Task:
For every line of the records below that holds "mountain", add one. Give only the final total.

Point-per-instance localization data:
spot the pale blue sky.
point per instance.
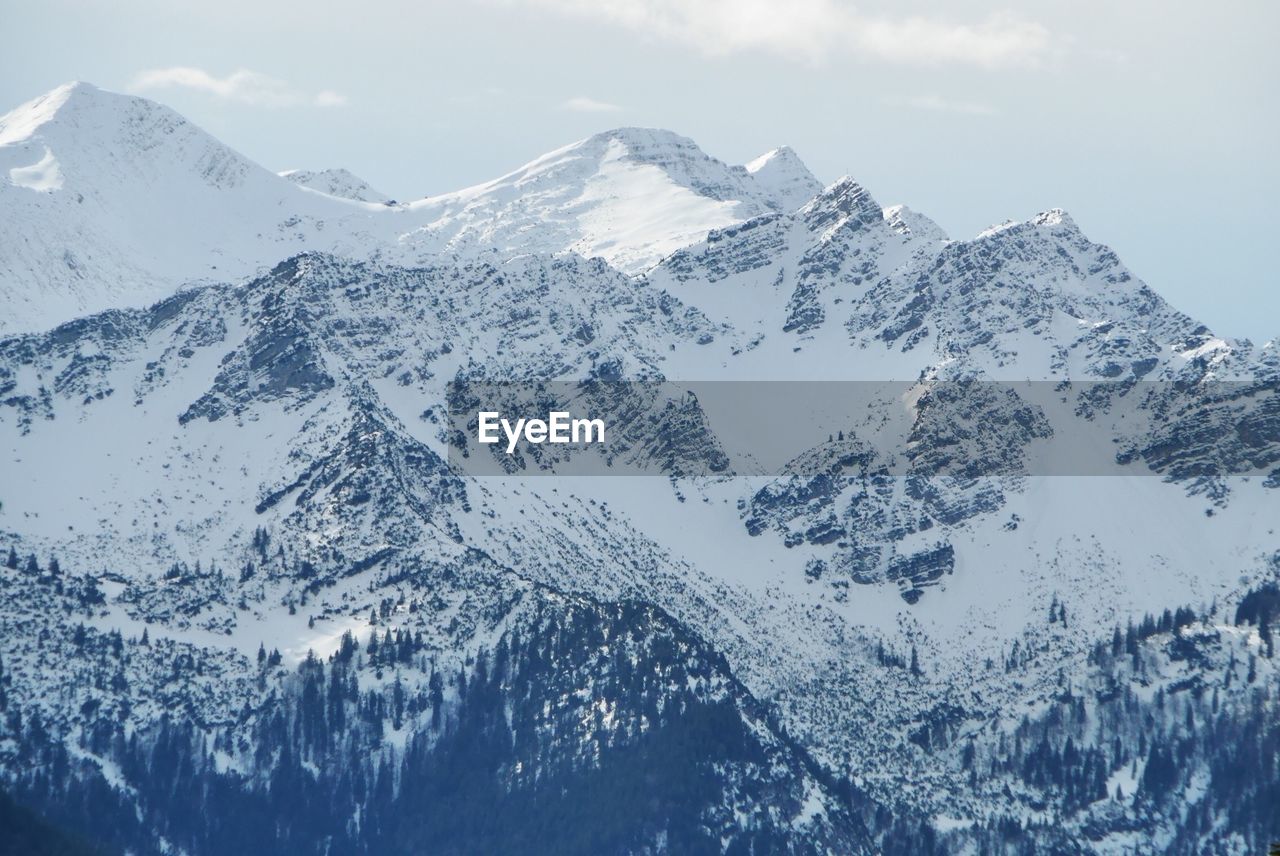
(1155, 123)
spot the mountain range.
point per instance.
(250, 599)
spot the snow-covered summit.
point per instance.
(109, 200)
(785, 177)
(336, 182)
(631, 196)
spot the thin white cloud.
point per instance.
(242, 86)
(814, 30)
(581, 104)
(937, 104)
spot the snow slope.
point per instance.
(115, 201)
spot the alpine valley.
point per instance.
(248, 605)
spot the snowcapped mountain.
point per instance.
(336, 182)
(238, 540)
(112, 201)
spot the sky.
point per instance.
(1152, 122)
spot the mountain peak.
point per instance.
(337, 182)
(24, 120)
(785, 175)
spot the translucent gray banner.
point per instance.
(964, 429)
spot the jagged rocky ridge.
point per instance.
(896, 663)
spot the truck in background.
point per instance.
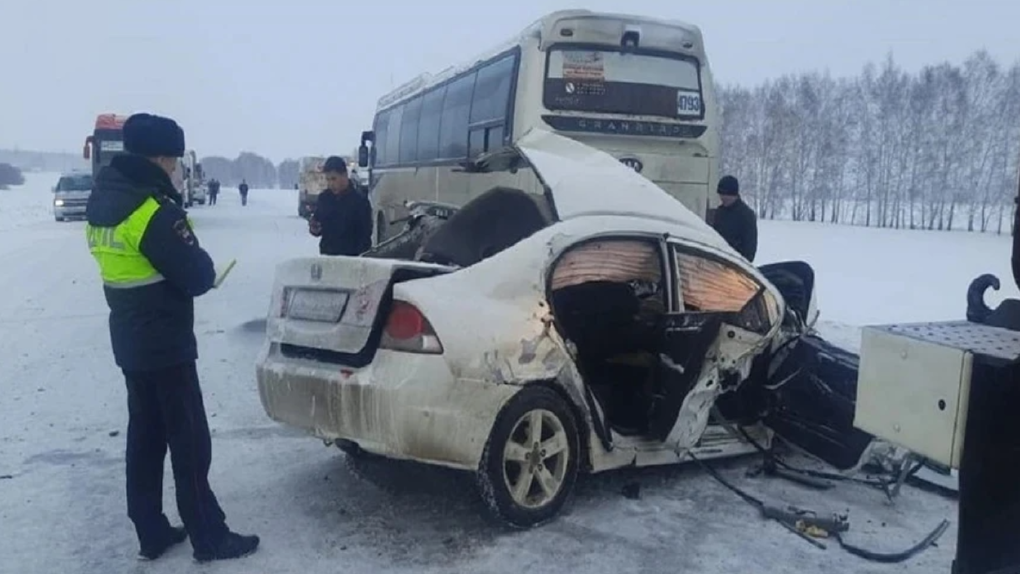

Output:
3